Pointing dataset records

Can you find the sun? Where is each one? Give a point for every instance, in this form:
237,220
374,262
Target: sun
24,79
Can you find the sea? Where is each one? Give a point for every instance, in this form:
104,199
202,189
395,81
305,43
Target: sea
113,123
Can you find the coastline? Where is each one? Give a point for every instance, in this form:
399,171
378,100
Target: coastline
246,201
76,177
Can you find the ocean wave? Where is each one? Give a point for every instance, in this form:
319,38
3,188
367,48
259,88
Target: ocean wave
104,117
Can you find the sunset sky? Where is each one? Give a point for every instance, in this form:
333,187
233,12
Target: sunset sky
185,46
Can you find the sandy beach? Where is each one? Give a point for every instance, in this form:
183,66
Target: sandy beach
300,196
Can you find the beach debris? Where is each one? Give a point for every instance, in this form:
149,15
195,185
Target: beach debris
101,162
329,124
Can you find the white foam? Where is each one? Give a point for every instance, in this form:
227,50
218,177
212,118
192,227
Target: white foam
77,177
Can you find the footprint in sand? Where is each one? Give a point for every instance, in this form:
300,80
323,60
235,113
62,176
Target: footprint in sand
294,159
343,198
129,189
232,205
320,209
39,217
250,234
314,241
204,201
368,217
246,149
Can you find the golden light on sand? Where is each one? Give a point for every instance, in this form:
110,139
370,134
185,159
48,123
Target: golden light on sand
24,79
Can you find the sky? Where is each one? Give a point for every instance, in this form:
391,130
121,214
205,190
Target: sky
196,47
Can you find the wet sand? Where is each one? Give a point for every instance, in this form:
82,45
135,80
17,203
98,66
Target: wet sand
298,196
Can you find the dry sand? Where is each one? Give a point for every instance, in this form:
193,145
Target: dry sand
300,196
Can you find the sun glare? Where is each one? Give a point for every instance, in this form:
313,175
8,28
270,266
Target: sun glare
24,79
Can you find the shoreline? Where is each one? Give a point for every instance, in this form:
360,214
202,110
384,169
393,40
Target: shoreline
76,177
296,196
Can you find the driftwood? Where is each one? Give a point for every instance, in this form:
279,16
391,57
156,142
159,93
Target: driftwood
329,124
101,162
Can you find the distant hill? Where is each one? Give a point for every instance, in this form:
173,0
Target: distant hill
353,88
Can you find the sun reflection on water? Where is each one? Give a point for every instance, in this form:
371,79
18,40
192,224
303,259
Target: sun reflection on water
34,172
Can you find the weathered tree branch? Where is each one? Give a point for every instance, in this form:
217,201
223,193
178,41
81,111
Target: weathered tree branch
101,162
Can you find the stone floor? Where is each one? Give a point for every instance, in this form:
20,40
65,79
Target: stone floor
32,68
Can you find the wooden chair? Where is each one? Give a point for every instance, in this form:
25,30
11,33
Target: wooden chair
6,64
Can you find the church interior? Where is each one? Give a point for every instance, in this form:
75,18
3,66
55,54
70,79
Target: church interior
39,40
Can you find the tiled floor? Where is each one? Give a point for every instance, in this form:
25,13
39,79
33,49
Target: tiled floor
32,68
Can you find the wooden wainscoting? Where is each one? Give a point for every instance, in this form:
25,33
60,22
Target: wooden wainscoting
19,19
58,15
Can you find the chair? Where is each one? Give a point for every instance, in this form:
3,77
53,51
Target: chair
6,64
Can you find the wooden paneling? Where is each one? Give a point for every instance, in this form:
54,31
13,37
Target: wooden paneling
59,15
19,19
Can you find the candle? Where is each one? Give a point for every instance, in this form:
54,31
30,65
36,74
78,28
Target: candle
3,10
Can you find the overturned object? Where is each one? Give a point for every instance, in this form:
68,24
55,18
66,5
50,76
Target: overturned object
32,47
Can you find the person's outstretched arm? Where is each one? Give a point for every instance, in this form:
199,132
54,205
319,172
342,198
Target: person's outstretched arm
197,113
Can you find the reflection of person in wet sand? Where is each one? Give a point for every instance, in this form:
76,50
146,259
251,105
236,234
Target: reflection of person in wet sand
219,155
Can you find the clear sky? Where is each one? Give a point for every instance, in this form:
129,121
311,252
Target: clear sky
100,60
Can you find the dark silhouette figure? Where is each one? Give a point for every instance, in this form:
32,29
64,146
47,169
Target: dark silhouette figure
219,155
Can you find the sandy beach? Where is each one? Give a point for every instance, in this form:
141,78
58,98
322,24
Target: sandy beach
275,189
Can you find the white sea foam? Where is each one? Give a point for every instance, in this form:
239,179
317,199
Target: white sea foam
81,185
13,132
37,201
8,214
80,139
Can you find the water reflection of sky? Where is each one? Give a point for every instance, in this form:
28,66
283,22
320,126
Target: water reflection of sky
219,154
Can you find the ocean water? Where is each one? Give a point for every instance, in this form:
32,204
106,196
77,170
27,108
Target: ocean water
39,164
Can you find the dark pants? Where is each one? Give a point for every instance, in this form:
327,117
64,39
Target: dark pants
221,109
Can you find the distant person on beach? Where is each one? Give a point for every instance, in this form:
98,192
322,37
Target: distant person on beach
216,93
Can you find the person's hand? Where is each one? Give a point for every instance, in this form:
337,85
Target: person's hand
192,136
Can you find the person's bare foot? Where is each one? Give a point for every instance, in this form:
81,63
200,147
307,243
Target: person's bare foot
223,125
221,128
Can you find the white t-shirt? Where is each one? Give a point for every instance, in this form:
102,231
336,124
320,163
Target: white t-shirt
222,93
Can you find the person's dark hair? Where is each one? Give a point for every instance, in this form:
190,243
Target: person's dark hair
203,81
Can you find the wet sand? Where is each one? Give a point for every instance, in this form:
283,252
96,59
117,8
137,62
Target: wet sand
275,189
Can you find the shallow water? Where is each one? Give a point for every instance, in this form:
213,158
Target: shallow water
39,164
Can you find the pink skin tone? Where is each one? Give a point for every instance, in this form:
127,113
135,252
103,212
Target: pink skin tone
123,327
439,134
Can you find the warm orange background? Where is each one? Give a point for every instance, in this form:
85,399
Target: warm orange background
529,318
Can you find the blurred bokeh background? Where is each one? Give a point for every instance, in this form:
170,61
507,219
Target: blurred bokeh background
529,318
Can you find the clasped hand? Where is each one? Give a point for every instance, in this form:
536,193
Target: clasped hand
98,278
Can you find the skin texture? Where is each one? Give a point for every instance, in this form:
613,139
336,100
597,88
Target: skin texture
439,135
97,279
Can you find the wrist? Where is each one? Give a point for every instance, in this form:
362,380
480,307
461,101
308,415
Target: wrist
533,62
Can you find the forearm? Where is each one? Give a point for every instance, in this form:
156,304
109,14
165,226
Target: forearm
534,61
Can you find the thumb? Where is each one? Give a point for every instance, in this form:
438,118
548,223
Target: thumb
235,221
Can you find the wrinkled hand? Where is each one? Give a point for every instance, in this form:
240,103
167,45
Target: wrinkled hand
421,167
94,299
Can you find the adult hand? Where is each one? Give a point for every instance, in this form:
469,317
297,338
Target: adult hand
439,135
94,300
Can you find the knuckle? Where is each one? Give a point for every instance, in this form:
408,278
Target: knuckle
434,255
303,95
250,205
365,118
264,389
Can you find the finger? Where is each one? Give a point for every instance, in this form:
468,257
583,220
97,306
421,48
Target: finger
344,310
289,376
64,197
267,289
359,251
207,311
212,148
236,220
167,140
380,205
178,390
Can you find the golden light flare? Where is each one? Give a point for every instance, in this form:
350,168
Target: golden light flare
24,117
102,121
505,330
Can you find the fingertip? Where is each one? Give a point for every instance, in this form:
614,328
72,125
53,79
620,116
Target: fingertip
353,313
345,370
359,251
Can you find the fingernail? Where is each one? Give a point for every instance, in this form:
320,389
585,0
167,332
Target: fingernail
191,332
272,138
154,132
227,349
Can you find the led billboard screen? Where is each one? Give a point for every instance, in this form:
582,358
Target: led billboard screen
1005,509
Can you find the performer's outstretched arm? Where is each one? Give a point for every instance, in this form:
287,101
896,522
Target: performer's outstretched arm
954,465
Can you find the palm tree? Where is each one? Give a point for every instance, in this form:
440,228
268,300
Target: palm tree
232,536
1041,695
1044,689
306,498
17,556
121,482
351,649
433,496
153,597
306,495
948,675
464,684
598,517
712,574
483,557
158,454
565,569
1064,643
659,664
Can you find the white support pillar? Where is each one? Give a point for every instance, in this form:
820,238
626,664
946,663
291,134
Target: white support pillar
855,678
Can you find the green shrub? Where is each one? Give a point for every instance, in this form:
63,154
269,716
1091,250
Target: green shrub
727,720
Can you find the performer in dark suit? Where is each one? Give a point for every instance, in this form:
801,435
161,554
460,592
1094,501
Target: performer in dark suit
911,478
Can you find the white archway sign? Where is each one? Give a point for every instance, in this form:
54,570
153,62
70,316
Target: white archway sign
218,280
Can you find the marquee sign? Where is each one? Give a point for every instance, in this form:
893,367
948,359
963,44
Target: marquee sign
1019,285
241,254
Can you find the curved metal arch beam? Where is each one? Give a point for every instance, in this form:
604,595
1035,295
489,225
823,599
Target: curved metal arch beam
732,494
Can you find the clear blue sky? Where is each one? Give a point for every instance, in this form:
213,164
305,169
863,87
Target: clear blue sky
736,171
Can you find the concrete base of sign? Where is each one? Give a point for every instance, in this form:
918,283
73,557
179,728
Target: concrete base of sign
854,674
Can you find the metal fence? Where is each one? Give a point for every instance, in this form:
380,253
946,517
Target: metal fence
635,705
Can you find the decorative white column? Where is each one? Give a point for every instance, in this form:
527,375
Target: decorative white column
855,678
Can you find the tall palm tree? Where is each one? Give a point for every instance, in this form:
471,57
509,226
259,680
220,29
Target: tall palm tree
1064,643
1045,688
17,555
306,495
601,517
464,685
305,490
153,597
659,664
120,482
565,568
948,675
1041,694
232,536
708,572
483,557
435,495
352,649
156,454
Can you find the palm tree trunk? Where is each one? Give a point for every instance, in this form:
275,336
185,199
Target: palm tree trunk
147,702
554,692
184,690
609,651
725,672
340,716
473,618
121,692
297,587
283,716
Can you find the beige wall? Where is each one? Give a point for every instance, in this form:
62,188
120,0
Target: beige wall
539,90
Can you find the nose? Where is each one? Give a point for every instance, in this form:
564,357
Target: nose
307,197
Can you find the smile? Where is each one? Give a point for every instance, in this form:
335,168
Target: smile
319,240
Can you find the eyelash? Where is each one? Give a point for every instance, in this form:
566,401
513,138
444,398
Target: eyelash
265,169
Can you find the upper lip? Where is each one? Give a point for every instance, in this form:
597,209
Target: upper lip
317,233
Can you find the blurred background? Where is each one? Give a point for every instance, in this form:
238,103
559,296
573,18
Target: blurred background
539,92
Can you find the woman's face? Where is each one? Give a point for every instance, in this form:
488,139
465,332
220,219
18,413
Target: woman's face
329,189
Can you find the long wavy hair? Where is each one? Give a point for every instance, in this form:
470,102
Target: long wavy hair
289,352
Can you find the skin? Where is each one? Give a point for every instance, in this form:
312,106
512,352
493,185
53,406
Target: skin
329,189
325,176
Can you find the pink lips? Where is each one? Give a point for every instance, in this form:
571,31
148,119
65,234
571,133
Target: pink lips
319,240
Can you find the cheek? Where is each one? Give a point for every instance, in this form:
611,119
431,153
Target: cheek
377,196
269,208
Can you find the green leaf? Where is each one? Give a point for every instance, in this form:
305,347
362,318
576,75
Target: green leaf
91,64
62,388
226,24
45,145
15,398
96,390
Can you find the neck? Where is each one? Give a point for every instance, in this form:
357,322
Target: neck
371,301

## TASK REQUIREMENTS
Begin with the line that contains "Can you find the long" and quote each line after it exactly, stopping after the last line of the data.

## RESULT BELOW
Can you find the long wavy hair? Where is each one? Give a point for every instance, in this form:
470,102
Target: long wavy hair
289,352
Can you find the skin? Where is each one? Give a point for every instance, in this form:
312,106
512,352
493,185
53,406
Target: skin
329,189
325,176
Can you find the pink lips? Where is each one? Give a point for every instance, in this form:
571,31
148,119
65,234
571,133
Target: pink lips
319,240
Can you find the cheek? Where is each one? Give a point for every instance, in this form:
611,119
431,153
Target: cheek
377,196
269,208
Can you find the green leaf? Where is each one? Give a point for every instance, in this form:
305,347
362,318
576,75
Target: green leaf
91,64
62,388
226,24
45,145
15,398
96,390
Can you find the neck? Where is each one? Give a point for every instance, in this form:
357,322
Target: neck
371,301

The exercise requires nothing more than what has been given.